== BRIEF ==
A complete answer includes every line below with the word "soil".

== GIVEN RECORDS ==

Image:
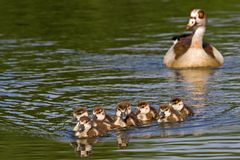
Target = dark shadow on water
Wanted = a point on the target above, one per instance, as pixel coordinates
(196, 80)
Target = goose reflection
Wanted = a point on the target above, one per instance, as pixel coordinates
(83, 147)
(122, 139)
(197, 83)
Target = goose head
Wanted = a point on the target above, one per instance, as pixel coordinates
(197, 19)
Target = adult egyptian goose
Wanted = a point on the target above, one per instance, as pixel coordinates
(189, 50)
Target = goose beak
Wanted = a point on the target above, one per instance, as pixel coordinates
(191, 24)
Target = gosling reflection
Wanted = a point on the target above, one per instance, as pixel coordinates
(83, 147)
(197, 78)
(122, 139)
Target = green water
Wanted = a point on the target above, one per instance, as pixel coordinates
(55, 55)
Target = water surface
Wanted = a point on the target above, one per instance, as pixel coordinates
(57, 55)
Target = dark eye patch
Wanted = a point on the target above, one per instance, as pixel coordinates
(201, 14)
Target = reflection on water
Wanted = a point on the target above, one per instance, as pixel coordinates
(54, 57)
(197, 80)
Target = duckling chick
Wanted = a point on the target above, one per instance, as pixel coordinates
(86, 129)
(119, 121)
(126, 113)
(179, 106)
(168, 114)
(101, 119)
(79, 112)
(145, 112)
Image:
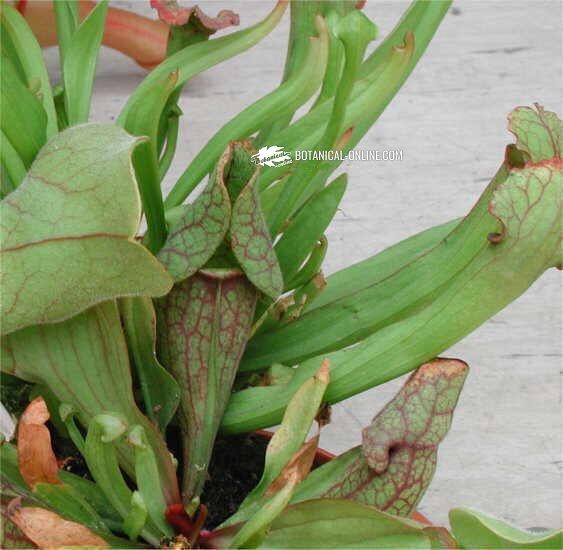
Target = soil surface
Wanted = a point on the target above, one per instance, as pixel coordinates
(236, 467)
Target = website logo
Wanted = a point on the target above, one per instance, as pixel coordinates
(271, 156)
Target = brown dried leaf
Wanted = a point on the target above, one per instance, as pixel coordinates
(48, 530)
(170, 12)
(297, 468)
(36, 460)
(11, 536)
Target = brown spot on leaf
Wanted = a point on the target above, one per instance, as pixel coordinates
(297, 468)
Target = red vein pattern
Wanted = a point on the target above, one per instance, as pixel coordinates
(399, 448)
(203, 326)
(199, 231)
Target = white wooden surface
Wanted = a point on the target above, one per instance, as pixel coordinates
(503, 454)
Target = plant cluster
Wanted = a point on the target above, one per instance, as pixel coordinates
(219, 318)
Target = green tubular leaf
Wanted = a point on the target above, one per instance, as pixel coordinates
(146, 473)
(512, 237)
(302, 25)
(251, 243)
(167, 156)
(474, 529)
(12, 164)
(142, 119)
(201, 56)
(538, 133)
(398, 454)
(104, 431)
(65, 500)
(23, 120)
(205, 318)
(353, 278)
(135, 520)
(11, 536)
(161, 393)
(381, 302)
(419, 22)
(367, 100)
(287, 98)
(253, 532)
(101, 457)
(19, 42)
(308, 227)
(355, 31)
(66, 19)
(298, 417)
(198, 229)
(312, 266)
(84, 361)
(333, 523)
(94, 496)
(78, 206)
(79, 66)
(335, 63)
(67, 415)
(422, 18)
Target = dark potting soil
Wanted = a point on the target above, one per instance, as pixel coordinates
(236, 466)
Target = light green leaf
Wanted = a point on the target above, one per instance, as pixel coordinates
(333, 523)
(68, 231)
(285, 99)
(142, 119)
(308, 227)
(199, 228)
(397, 459)
(251, 242)
(20, 44)
(85, 363)
(23, 118)
(538, 132)
(288, 439)
(512, 236)
(199, 57)
(67, 19)
(161, 393)
(203, 326)
(11, 535)
(476, 530)
(146, 473)
(79, 66)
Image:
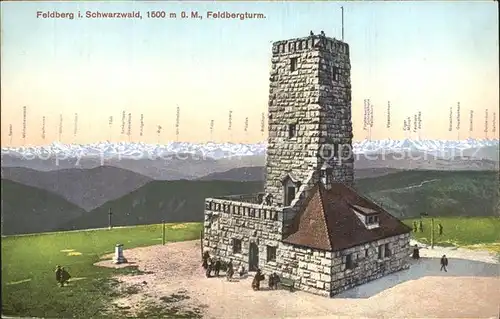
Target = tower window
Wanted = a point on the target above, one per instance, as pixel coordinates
(293, 64)
(236, 246)
(292, 130)
(271, 253)
(335, 73)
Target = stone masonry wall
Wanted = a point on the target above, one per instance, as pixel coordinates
(309, 268)
(369, 267)
(318, 272)
(335, 114)
(312, 99)
(251, 223)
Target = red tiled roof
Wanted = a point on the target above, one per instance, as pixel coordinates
(328, 221)
(364, 210)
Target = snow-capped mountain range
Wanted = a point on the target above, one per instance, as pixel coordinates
(223, 150)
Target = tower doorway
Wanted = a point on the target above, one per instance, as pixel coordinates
(253, 257)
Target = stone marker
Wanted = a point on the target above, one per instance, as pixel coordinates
(119, 259)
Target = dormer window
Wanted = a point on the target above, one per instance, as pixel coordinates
(371, 220)
(369, 217)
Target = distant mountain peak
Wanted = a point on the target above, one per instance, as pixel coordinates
(181, 150)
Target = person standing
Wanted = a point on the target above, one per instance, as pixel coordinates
(230, 270)
(416, 252)
(65, 276)
(58, 272)
(444, 263)
(257, 279)
(217, 267)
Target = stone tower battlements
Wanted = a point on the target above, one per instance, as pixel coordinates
(314, 42)
(310, 126)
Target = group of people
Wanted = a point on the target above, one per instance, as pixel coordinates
(62, 275)
(214, 265)
(444, 259)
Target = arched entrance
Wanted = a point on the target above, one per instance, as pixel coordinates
(253, 257)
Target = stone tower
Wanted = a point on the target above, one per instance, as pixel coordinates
(310, 128)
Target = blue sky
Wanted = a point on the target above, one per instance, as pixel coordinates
(419, 55)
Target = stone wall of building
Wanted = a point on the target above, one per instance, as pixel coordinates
(368, 265)
(335, 98)
(316, 101)
(309, 268)
(226, 220)
(324, 273)
(318, 272)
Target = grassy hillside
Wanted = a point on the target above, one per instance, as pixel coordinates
(439, 193)
(28, 209)
(28, 262)
(172, 201)
(468, 232)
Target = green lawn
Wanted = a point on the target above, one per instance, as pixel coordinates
(469, 232)
(28, 263)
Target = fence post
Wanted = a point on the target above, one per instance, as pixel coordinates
(163, 232)
(201, 242)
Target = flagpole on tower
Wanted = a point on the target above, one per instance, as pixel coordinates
(342, 10)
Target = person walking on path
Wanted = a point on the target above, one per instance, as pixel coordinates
(58, 272)
(444, 263)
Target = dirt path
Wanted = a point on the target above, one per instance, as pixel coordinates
(468, 289)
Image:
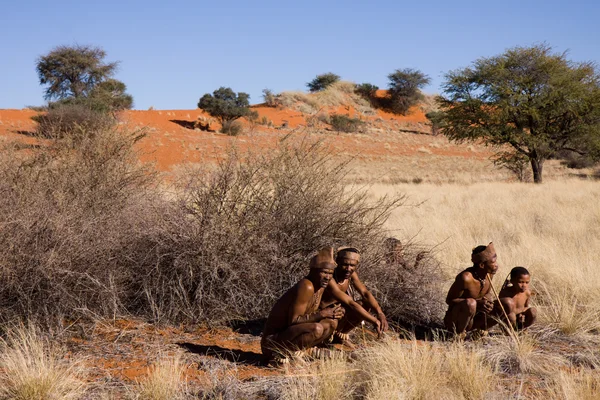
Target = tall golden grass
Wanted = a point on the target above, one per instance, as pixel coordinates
(33, 368)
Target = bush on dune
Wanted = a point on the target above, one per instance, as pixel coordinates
(86, 231)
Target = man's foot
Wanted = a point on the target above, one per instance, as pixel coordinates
(459, 337)
(343, 339)
(478, 334)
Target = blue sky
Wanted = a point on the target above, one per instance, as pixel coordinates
(172, 53)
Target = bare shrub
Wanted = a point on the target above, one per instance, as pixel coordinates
(249, 228)
(32, 368)
(69, 120)
(70, 214)
(344, 123)
(231, 128)
(407, 281)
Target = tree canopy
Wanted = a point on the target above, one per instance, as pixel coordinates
(404, 89)
(78, 75)
(73, 71)
(528, 102)
(322, 81)
(225, 105)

== WRITTEN RESPONSE ==
Target = soil surface
Target = dark potting soil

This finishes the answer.